**TASK INSTRUCTIONS:**
(A) In the article on moving to Agile, what is the principal obstacle most teams face in adopting Agile processes?
(B) Quote the article on moving to Agile word for word, from "How Do I Move" to "Is Agile Hard?".

— start of SOURCE DOCUMENT —

How Do I Move to Agile?

This post is the third of an introductory series about Agile processes. You’ll find that this article makes more sense if you read the earlier articles about What is Agile? and Why Is Agile Hard?

It would be ironic if the prescription for migrating to Agile consisted of a series of steps that could be done in a predictable sequence. Then you'd be able to happily Waterfall-plan your Agile transition! In fact, a successful transition to Agile processes is a journey of discovery. Although you know the direction you need to head, there’s no map. You can learn from the approaches of others, but your team and your organization are different, so what practices works best for your team will likely also be different. You may need to occasionally backtrack out of paths that didn’t work out.

In short, a migration to really successful Agile processes will be structured very much like following Agile itself.

If your team is uncomfortable beginning a journey that is unpredictable and not completely planned out, then perhaps Agile is not for you. And software development is probably not for you either. Perhaps you’d be more comfortable building tract homes.

Instead, hopefully you find this discussion liberating! There’s no “ideal” Agile process that you can get wrong, just a sustained, systematic general effort to try various paths, keeping the team practices that prove most effective, continuously keeping an eye on our lodestar of Lean principles.

Changing the Conversation

In my last post, I discussed the need to change the conversation with our customers away from Waterfall-style requirements. For most teams, their principal obstacle to adopting Agile processes is that their customers are demanding Waterfall-style delivery. Understanding why your customer wants Waterfall processes is critical for successfully transitioning to Agile processes.

— end of SOURCE DOCUMENT —
— start of RECORD LIST —

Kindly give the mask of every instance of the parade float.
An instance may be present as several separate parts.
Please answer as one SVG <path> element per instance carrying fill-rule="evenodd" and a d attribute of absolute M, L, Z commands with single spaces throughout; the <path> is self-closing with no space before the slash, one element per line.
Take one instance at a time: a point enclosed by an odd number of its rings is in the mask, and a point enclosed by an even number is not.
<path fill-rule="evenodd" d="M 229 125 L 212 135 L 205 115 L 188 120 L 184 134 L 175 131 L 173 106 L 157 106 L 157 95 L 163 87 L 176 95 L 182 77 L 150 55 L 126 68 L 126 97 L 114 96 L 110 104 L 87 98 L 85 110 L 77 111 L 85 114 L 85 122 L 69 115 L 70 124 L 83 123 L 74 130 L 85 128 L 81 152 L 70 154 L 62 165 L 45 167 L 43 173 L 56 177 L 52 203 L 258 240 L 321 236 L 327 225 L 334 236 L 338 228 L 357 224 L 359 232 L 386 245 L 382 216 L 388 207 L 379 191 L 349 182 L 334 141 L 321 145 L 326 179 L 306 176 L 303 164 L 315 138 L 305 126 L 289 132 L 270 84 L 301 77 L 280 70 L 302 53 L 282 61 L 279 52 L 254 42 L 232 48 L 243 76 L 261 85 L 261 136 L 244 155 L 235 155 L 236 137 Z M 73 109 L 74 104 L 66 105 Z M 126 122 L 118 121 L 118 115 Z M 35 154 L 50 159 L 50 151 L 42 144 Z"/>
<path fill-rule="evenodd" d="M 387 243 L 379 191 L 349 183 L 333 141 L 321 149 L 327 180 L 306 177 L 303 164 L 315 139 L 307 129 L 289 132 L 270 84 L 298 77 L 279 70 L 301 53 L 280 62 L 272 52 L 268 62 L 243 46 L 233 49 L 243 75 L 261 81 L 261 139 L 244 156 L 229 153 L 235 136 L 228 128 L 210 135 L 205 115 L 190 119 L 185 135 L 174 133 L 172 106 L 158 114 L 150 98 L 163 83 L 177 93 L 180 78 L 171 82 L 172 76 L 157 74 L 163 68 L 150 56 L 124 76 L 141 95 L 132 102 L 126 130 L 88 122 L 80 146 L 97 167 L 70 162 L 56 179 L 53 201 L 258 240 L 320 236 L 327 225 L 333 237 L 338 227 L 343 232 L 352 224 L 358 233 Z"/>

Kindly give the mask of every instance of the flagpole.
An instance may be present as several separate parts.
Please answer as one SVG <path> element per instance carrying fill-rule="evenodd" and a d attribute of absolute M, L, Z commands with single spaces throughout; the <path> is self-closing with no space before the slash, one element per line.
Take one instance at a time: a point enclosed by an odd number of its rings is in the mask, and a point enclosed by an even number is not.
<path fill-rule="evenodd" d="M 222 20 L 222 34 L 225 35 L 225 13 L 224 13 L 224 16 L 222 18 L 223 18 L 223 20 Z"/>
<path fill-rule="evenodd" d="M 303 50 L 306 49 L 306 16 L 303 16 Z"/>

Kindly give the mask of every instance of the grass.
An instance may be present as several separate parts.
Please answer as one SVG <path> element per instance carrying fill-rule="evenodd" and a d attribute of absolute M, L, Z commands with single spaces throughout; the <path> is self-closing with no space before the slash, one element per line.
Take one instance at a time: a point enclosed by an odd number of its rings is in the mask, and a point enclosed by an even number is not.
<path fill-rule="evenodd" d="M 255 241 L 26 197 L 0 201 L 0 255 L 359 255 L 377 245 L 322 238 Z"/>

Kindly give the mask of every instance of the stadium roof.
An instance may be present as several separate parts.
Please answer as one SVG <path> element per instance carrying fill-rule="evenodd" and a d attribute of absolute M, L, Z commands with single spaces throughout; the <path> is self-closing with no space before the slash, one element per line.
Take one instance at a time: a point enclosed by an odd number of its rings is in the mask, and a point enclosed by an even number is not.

— end of RECORD LIST —

**RESPONSES:**
(A) Their customers are demanding Waterfall-style delivery.

(B)
How Do I Move to Agile?

This post is the third of an introductory series about Agile processes. You’ll find that this article makes more sense if you read the earlier articles about What is Agile? and Why Is Agile Hard?